Trecho de origem.
Muita revolta social
da base governista, do lulismo e do petismo, que já foram derrotados nas
eleições municipais, tende a emergir, especialmente, quando está à vista a
renovação do PT para uma nova jornada sob novo presidente.
Cortar na carne dos
mais pobres, para fazer ajuste fiscal neoliberal, é um presente político dos
deuses para a oposição ao governo, que perdeu a eleição municipal para os
partidos conservadores de direita e ultradireita.
Desde já os
oposicionistas, que dispõem de ampla maioria no Congresso para aprovar suas
emendas políticas a serem distribuídas às suas bases federativas, podem armar
seus discursos e suas estratégias para atacar os cortes de bilhões nos gastos
sociais saídos das verbas orçamentárias sob ataque dos credores.

Dados extraídos.
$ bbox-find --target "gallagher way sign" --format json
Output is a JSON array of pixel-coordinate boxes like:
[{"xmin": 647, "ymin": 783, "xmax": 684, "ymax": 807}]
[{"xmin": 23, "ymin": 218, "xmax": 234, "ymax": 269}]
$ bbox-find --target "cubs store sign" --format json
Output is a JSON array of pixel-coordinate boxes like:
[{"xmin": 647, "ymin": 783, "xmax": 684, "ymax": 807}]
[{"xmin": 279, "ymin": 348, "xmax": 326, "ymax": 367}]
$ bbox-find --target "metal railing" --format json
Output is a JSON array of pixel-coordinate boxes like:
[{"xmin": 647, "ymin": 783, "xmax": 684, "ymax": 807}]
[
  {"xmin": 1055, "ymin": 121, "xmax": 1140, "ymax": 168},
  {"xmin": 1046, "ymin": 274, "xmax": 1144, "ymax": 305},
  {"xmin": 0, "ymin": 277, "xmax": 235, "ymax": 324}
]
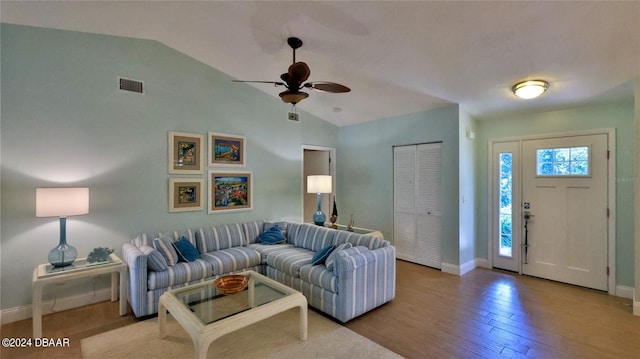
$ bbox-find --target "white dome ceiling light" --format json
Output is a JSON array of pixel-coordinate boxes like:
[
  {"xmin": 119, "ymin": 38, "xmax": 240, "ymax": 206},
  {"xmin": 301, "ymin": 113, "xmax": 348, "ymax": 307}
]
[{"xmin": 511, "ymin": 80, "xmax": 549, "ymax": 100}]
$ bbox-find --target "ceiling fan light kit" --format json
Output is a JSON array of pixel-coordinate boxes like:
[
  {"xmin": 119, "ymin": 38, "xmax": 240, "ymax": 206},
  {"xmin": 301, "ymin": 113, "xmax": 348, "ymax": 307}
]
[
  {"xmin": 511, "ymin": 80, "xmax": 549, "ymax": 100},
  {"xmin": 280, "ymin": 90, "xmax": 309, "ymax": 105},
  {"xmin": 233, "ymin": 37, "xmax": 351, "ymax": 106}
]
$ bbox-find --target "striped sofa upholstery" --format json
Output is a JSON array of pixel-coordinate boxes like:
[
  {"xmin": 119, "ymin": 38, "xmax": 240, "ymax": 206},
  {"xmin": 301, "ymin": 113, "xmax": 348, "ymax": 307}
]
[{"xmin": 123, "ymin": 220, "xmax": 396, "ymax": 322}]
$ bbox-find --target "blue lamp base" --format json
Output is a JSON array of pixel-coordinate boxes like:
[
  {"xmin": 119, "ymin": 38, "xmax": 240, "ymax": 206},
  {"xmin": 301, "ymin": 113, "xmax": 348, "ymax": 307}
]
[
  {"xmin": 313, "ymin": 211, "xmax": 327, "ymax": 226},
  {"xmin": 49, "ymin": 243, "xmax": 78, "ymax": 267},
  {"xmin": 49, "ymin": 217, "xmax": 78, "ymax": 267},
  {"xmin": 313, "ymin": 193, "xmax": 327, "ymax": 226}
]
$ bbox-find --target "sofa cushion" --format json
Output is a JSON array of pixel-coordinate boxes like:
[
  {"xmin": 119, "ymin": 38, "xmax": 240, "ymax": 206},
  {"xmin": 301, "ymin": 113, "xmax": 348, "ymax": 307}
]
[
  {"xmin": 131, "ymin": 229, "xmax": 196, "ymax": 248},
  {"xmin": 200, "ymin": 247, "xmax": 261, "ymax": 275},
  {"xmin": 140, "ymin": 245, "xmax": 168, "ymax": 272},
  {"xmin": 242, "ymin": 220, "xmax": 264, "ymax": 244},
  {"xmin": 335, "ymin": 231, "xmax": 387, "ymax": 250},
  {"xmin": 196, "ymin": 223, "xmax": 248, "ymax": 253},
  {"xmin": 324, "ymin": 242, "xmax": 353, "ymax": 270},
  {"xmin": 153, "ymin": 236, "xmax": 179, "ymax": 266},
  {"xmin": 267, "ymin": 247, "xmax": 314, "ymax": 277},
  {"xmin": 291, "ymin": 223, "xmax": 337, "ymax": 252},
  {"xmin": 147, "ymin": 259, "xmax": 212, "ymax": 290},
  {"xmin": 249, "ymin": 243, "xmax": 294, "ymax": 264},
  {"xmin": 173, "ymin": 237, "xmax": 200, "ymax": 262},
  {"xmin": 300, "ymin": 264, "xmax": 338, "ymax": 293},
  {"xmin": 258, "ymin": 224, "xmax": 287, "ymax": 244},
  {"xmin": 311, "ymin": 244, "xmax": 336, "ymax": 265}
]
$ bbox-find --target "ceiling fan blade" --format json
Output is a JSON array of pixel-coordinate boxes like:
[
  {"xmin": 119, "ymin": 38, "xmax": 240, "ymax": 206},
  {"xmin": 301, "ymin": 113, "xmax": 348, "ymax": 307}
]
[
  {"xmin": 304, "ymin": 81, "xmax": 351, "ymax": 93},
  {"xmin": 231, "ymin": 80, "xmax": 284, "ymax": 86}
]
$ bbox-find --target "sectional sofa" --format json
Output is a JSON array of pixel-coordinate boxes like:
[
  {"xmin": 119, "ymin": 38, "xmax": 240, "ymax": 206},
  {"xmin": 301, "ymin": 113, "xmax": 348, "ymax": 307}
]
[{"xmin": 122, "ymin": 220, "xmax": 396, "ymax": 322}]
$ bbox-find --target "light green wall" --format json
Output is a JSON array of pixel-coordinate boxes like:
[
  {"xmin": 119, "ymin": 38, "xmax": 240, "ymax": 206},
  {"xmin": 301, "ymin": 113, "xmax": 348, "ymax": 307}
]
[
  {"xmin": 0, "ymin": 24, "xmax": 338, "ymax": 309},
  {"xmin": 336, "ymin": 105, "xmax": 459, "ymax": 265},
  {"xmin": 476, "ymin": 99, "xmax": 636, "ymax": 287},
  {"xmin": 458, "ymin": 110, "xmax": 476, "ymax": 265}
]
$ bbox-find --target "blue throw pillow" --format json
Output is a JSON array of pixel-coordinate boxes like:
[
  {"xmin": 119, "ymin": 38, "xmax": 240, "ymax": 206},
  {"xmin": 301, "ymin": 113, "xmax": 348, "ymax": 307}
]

--

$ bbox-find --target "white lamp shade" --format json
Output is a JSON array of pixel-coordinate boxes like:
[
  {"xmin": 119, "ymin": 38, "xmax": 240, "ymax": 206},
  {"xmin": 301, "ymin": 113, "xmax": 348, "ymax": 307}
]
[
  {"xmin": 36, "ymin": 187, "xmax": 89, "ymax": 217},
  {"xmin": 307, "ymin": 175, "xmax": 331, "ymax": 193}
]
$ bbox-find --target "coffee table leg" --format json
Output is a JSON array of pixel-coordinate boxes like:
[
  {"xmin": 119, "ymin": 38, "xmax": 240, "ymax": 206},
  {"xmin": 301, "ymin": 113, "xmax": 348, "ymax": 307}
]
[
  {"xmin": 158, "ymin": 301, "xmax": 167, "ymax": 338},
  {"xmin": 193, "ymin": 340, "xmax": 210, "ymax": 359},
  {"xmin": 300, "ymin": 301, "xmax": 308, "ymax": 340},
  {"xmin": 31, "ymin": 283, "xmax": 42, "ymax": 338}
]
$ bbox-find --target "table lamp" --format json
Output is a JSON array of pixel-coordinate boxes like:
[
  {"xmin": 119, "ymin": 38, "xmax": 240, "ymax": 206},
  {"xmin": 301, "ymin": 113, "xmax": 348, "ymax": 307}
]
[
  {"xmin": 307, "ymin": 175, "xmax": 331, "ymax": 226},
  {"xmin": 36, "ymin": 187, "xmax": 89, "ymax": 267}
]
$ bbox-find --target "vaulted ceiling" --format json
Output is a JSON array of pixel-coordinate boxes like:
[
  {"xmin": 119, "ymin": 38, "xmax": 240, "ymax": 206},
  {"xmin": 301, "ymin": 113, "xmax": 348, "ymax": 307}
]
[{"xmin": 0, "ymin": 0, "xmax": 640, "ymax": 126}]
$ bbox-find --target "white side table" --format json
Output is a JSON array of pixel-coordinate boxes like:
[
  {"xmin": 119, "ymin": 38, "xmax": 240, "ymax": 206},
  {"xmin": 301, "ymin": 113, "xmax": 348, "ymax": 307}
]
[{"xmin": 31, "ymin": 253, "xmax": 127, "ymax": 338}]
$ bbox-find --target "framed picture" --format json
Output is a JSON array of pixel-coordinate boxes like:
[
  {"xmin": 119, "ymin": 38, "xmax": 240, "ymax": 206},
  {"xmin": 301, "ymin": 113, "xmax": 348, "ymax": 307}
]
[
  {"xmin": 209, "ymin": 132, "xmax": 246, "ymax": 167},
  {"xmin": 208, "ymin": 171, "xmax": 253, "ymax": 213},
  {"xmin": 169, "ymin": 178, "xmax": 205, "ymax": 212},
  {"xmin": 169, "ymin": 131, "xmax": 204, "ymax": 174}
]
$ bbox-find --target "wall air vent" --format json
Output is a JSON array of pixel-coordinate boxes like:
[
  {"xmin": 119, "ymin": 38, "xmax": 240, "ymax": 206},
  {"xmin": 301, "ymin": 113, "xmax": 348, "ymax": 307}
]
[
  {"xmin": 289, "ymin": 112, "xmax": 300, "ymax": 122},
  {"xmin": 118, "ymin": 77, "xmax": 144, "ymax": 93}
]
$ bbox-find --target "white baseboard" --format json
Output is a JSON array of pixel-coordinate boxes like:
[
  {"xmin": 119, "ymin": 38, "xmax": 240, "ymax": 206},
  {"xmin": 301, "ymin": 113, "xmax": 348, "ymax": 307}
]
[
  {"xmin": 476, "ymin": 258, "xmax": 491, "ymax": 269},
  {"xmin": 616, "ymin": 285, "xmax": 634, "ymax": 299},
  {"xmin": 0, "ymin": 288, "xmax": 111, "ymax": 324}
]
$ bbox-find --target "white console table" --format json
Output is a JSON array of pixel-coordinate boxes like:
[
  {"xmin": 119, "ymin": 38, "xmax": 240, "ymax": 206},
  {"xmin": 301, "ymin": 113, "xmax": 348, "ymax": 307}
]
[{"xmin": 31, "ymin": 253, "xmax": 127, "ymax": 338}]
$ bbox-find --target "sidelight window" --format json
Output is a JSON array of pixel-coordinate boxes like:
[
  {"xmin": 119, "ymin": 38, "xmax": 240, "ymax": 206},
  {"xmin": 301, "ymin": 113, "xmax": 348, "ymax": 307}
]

Tarefas a realizar.
1. Responda, com base no trecho sobre os cortes nos gastos sociais:
(a) Em que eleições a base governista, o lulismo e o petismo já foram derrotados?
(b) De que dispõem os oposicionistas no Congresso?
(c) Sob ataque de quem estão as verbas orçamentárias?
2. Prossiga com o trecho sobre os cortes nos gastos sociais a partir da última frase apresentada.
Os dados não têm nenhuma função neste exercício.

Respostas por tarefa.
1.
(a) Nas eleições municipais.
(b) De ampla maioria para aprovar suas emendas políticas.
(c) Sob ataque dos credores.

2.
Trata-se dos gastos
com os mais pobres que são implicitamente investimentos, pois com o dinheiro no
bolso os miseráveis consomem alimentos básicos para sua sobrevivência.
São
gastos-investimentos que puxam a demanda global no curtíssimo prazo.
Com eles, o governo
sustentaria taxa de desemprego baixa, elevaria a sua arrecadação, puxaria para
cima o PIB além das expectativas positivas, mediante inflação baixa que induz à
queda da taxa de juros e ao aumento dos investimentos.
Ocorrerá o contrário,
se prevalecer o ponto de vista da tecnocracia estatal, aliada da Faria Lima: o
dinheiro economizado com os mais miseráveis será canalizado para o pagamento
dos serviços da dívida, no esforço governamental de produzir déficit zero conforme
compromisso unilateral assumido pelo ministro Fernando Haddad.
Não haverá retorno
algum para a economia o pagamento do serviço da dívida, tendo, apenas,
endereço: o bolso dos especuladores.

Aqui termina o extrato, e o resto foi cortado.